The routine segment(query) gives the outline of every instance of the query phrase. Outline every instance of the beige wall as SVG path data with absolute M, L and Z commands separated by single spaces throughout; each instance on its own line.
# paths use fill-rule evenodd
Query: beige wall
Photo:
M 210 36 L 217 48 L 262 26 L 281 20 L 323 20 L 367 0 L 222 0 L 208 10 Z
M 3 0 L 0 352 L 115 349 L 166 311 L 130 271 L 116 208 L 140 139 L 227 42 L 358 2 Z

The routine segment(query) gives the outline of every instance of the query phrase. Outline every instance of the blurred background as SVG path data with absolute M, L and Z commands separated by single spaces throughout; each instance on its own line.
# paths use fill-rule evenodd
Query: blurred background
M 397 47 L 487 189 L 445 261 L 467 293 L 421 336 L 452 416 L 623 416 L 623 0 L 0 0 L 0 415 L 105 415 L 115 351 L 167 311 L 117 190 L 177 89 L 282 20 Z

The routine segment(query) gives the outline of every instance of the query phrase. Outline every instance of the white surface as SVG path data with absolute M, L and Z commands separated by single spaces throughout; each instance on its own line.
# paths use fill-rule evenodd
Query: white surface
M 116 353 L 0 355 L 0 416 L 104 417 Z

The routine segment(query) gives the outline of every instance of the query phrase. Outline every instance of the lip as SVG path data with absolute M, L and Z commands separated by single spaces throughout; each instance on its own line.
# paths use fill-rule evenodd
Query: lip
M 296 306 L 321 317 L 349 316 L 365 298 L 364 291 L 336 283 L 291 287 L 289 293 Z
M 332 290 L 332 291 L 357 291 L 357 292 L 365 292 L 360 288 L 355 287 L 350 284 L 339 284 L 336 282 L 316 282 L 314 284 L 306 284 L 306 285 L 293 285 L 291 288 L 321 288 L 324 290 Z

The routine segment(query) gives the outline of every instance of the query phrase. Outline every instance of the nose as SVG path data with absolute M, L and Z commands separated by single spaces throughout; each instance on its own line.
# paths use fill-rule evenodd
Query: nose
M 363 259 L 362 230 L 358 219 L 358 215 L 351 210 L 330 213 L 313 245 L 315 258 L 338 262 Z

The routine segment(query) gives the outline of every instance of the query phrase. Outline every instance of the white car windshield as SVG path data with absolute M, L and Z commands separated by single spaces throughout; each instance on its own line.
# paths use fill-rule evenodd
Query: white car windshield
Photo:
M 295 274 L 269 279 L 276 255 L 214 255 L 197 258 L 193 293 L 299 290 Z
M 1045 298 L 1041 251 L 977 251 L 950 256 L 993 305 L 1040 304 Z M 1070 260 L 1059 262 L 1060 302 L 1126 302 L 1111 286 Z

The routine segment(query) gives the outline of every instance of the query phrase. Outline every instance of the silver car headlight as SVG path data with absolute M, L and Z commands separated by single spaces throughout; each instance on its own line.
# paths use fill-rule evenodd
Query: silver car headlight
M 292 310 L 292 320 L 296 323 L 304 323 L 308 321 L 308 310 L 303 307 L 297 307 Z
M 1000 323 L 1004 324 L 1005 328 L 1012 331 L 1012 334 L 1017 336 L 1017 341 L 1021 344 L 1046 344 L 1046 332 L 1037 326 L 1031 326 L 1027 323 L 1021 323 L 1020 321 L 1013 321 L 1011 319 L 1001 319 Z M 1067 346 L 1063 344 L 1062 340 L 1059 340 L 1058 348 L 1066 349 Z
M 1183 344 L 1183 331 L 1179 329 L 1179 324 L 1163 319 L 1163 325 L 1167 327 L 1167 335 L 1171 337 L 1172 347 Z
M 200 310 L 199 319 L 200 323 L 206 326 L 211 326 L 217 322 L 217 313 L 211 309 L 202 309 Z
☆ ☆ ☆
__WHAT NEEDS TO BE DONE__: The expected response is the entire listing, repeated word for word.

__REPLY__:
The routine segment(query) gives the outline of every instance of the query phrase. Outline every instance of the beige wall as SVG path data with absolute M, L and Z commands separated by single spaces throughout; each instance on its own line.
# paths use fill-rule evenodd
Query: beige wall
Photo:
M 210 36 L 217 48 L 262 26 L 281 20 L 323 20 L 367 0 L 222 0 L 208 10 Z
M 3 0 L 0 352 L 115 349 L 166 311 L 130 271 L 116 208 L 140 139 L 227 42 L 358 2 Z

The routine segment(query) gives the outline of every instance of the query phrase. Outline every instance of the blurred background as SVG path data with absolute M, L and Z commands separated by single spaces throughout; each instance on its own line.
# paths use fill-rule evenodd
Query: blurred background
M 397 47 L 487 189 L 445 261 L 467 293 L 421 336 L 452 416 L 623 416 L 623 0 L 0 0 L 0 415 L 105 415 L 115 351 L 167 311 L 117 190 L 177 89 L 282 20 Z

The routine segment(query) gives the outline of every instance of the query phrase. Outline every instance of the white surface as SVG path data with absolute M, L and Z commands separated by single spaces throughout; each instance on its own line.
# paths use fill-rule evenodd
Query: white surface
M 116 353 L 0 355 L 0 416 L 104 417 Z

The routine segment(query) gives the outline of every instance of the query phrase. Outline every instance of the lip as SVG path data with absolute M, L and Z commands separated by single spaces throughout; each instance on its own line.
# paths use fill-rule evenodd
Query: lip
M 296 306 L 321 317 L 349 316 L 365 298 L 364 291 L 336 283 L 291 287 L 289 293 Z
M 332 290 L 332 291 L 357 291 L 357 292 L 365 292 L 360 288 L 355 287 L 350 284 L 339 284 L 336 282 L 316 282 L 314 284 L 306 284 L 306 285 L 293 285 L 291 288 L 321 288 L 324 290 Z

The routine segment(query) gives the outline of every instance of the query phrase. Outline every instance of the nose as SVG path data with absolute M, L and Z commands separated by single spaces throughout; each instance on its own line.
# paths use fill-rule evenodd
Query: nose
M 363 259 L 362 230 L 358 219 L 358 215 L 351 210 L 330 213 L 313 245 L 315 258 L 338 262 Z

The routine segment(query) gives the outline of every instance of the query phrase. Outline every instance of the white car windshield as SVG path data with absolute M, L and Z commands separated by single spaces throughout; each instance on its own line.
# paths use fill-rule evenodd
Query: white car windshield
Photo:
M 295 274 L 269 279 L 276 255 L 214 255 L 197 258 L 193 293 L 299 290 Z
M 1045 298 L 1041 251 L 977 251 L 950 256 L 993 305 L 1040 304 Z M 1070 260 L 1059 262 L 1060 302 L 1126 302 L 1111 286 Z

The routine segment(query) gives the outline of every instance of the query phrase. Outline every instance of the silver car headlight as SVG path data with absolute M, L and Z commands separated by single spaces throughout; each instance on its own line.
# paths use fill-rule evenodd
Query: silver car headlight
M 292 310 L 292 320 L 296 323 L 304 323 L 308 321 L 308 310 L 303 307 L 297 307 Z
M 1000 323 L 1004 324 L 1005 328 L 1012 331 L 1012 334 L 1017 336 L 1017 341 L 1021 344 L 1046 344 L 1046 332 L 1037 326 L 1031 326 L 1027 323 L 1021 323 L 1020 321 L 1013 321 L 1011 319 L 1001 319 Z M 1067 346 L 1063 344 L 1062 340 L 1059 340 L 1058 348 L 1066 349 Z
M 1183 344 L 1183 331 L 1179 329 L 1179 324 L 1163 319 L 1163 325 L 1167 327 L 1167 335 L 1171 337 L 1172 347 Z
M 200 310 L 199 319 L 200 323 L 206 326 L 211 326 L 217 322 L 217 313 L 211 309 L 202 309 Z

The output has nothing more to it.